> [REQUIREMENT]: Count the lines in the entries below that contain the string "flooring". Reply with only the number.

> [DATA TO USE]:
^^^^^^^^

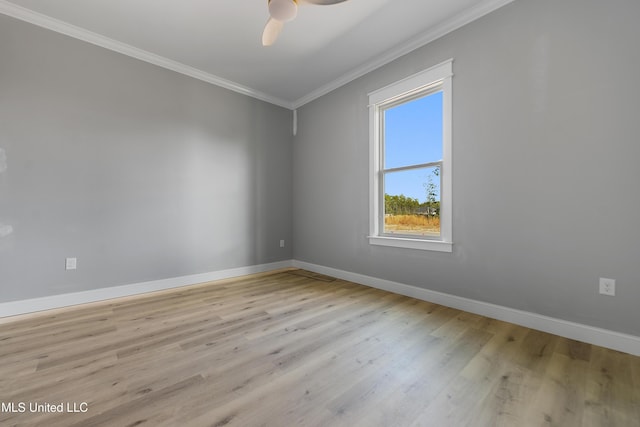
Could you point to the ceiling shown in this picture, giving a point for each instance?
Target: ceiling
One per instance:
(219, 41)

^^^^^^^^

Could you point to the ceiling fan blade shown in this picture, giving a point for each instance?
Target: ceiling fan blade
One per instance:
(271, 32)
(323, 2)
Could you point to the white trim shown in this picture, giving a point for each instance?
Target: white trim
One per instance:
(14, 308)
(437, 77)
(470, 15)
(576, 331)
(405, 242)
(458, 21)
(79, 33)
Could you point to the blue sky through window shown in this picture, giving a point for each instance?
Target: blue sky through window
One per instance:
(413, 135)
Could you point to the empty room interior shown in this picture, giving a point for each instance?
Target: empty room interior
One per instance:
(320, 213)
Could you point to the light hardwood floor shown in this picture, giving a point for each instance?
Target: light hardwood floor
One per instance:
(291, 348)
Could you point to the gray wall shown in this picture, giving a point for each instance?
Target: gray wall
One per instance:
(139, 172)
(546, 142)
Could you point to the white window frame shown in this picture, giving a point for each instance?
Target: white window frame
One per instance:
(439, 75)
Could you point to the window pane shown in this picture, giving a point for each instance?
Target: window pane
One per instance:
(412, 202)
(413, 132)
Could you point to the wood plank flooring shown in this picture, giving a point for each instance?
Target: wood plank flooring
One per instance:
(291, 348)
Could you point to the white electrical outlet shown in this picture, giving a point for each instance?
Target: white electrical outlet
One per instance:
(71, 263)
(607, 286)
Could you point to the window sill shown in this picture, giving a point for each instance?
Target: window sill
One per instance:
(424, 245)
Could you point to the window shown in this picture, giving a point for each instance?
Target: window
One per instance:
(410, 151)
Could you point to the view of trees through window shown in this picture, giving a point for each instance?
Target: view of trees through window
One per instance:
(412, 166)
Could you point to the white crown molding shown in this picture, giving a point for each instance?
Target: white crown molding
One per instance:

^^^^^^^^

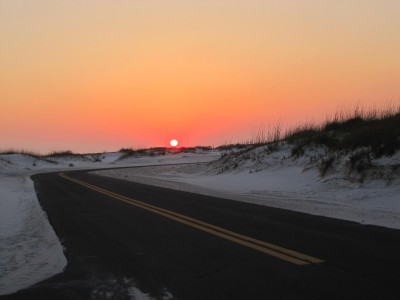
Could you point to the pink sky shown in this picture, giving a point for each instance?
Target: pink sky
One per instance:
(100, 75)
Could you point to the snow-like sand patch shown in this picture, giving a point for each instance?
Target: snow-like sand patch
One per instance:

^^^^^^^^

> [RESPONSE]: 2